- [Material to process]:
━━━━

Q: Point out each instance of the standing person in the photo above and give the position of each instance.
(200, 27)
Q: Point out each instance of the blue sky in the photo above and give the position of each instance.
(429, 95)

━━━━

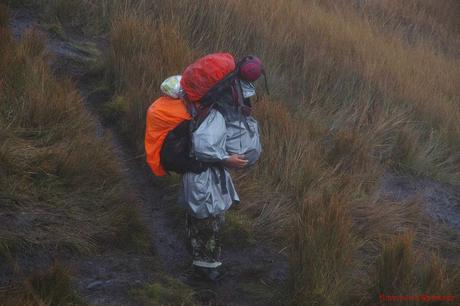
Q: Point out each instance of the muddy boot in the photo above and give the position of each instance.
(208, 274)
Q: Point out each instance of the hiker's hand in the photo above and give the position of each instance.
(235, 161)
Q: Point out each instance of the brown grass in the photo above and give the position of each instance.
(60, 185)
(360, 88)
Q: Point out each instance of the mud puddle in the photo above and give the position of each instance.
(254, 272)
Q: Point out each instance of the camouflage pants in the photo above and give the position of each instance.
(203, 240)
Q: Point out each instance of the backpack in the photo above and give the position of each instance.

━━━━

- [Stated exercise]: Convert the listing from the line with "Q: Point out each instance of the brown" to the line with "Q: Point out each instance of the backpack", both included, into a numbered list with blank lines omitted.

- [Reply]:
1. Q: Point out each instance of the brown grass in the photo above and give the position of each instance.
2. (60, 185)
3. (360, 88)
4. Q: Point out each instance of the mud puddle in the photo above and give the position of each instance.
5. (254, 272)
6. Q: Point out each instance of the camouflage pants in the photo above and give the position of each instance.
7. (203, 240)
8. Q: Point out each instance of the backpack in the photo above and give the position of each instance.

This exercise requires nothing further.